- WHAT YOU SHOULD DO
All records are to be printed exactly as they appear.

- MATERIAL PROVIDED
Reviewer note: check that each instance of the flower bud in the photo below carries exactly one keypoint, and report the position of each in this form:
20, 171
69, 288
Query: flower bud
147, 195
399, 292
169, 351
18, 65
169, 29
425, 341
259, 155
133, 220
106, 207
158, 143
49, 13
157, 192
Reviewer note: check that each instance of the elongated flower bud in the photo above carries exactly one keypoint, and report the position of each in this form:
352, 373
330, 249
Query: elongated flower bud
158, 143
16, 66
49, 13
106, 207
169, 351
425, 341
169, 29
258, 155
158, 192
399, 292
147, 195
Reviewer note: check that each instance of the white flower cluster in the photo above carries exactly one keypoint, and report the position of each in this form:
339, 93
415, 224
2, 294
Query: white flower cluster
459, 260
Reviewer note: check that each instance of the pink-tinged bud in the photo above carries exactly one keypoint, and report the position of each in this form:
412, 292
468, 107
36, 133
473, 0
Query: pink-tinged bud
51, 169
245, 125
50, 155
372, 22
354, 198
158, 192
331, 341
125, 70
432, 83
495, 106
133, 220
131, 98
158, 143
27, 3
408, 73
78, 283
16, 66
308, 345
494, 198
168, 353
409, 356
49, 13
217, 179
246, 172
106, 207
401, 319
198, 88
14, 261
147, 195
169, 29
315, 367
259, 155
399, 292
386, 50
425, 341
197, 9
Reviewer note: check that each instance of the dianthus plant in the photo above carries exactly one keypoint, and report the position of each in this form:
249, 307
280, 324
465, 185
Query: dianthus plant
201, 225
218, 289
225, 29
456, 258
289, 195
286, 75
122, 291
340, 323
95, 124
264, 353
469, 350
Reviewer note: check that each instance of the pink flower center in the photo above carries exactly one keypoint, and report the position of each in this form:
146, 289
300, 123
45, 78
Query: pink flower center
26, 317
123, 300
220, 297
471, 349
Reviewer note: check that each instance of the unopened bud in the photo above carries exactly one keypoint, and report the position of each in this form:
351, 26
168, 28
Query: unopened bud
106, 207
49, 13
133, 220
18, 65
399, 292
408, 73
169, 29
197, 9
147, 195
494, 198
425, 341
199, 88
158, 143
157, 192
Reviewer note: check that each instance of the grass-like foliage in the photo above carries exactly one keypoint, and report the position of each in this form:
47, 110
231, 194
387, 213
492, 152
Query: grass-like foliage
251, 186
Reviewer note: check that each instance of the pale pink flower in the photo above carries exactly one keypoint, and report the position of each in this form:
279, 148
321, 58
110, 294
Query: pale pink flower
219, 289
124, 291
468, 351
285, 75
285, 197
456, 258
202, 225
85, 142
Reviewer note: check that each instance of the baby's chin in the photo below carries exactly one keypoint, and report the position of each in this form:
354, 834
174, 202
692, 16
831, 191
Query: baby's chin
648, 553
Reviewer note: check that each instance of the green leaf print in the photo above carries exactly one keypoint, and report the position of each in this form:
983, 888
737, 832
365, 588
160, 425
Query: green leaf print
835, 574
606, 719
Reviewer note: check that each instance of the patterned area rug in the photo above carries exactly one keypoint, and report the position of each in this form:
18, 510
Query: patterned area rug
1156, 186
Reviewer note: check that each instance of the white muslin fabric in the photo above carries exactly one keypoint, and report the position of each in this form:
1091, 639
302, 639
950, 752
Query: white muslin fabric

- TASK SOLUTION
Reviewer note: check that each instance of the flower bud in the photo below carries exactly one keypoint, and report the position of each in this form:
20, 171
69, 288
Query: flower bud
147, 195
399, 292
169, 351
18, 65
169, 29
425, 341
259, 155
133, 220
106, 207
158, 143
49, 13
157, 192
Reviewer note: check that each instance of the elongated flower bud in the photo above carries exactly one keypoint, and report the position of each in this form:
352, 373
330, 249
Query: elongated flower bud
158, 143
16, 66
49, 13
106, 207
169, 351
425, 341
169, 29
258, 155
158, 192
399, 292
147, 195
Reviewer note: check that each instance of the white flower cluster in the photo above carries exactly one keypoint, and report the position of each in this form:
339, 93
415, 224
2, 294
Query: white flower cluster
459, 260
Reviewer note: check that each instance of the pink-tinged bud in the photo above carries exactly one keypoint, and report the position of each in this form:
412, 292
468, 107
36, 133
473, 0
Query: pink-tinged bud
51, 169
245, 125
50, 155
372, 22
354, 198
158, 192
331, 341
125, 70
432, 83
495, 106
133, 220
131, 98
158, 143
27, 3
408, 73
78, 283
16, 66
308, 345
494, 198
168, 353
409, 356
49, 13
217, 179
246, 172
106, 207
401, 319
198, 88
14, 261
147, 195
169, 29
315, 367
259, 155
399, 292
386, 50
425, 341
197, 9
Reviewer note: check that each instance of the dianthus plant in the photo above carries exactly one keypoint, and report the position of each in this form:
249, 307
280, 324
465, 185
Query: dianthus plant
201, 225
218, 289
225, 29
456, 258
289, 195
286, 75
122, 291
340, 323
95, 124
264, 353
469, 350
Reviewer note: check that each instance of the pink flower center in the photo above carries exactly one keypoint, and report the position of each in this form:
146, 289
300, 123
45, 78
Query: pink flower center
26, 317
123, 300
220, 297
471, 349
Reviewer note: check that each instance of the unopened bud in the photo above carries exactly one keypoint, and report the position of each in this form:
351, 26
168, 28
Query: unopened bud
106, 207
49, 13
133, 220
18, 65
399, 292
408, 73
169, 29
197, 9
147, 195
494, 198
425, 341
199, 88
158, 143
157, 192
Reviewer note: check that each instance of the grass-like foliage in the photo above carries exactly one keypoint, and report the position of each in this form:
47, 110
231, 194
387, 213
492, 152
Query: grass-like foliage
251, 186
Reviewer note: check that each instance of the pale pink flower in the photo above carries exactly one keypoint, and report the position of each in this form:
279, 148
321, 58
110, 294
Query: pale pink flower
219, 289
124, 291
468, 351
285, 75
285, 197
456, 258
202, 225
85, 142
Reviewer note: check that each instance of the baby's chin in the photo below carries exactly one keypoint, and report the position of each in this form:
354, 834
174, 202
692, 16
831, 191
Query: baby's chin
648, 553
Reviewer note: check that each instance of the green leaf print in the photo above carries exactly one keypoint, and report the position of each in this form:
983, 888
737, 832
365, 588
160, 425
Query: green leaf print
835, 574
606, 719
Reviewer note: check that each instance of the patterned area rug in the photo above carries exactly one keypoint, and report the position of each in this form:
18, 510
Query: patterned area rug
1156, 186
Reviewer note: check that each instance of the white muslin fabric in the photo above carries exactly one keypoint, and report the position of each in this form:
1091, 639
302, 639
950, 752
Query: white muslin fabric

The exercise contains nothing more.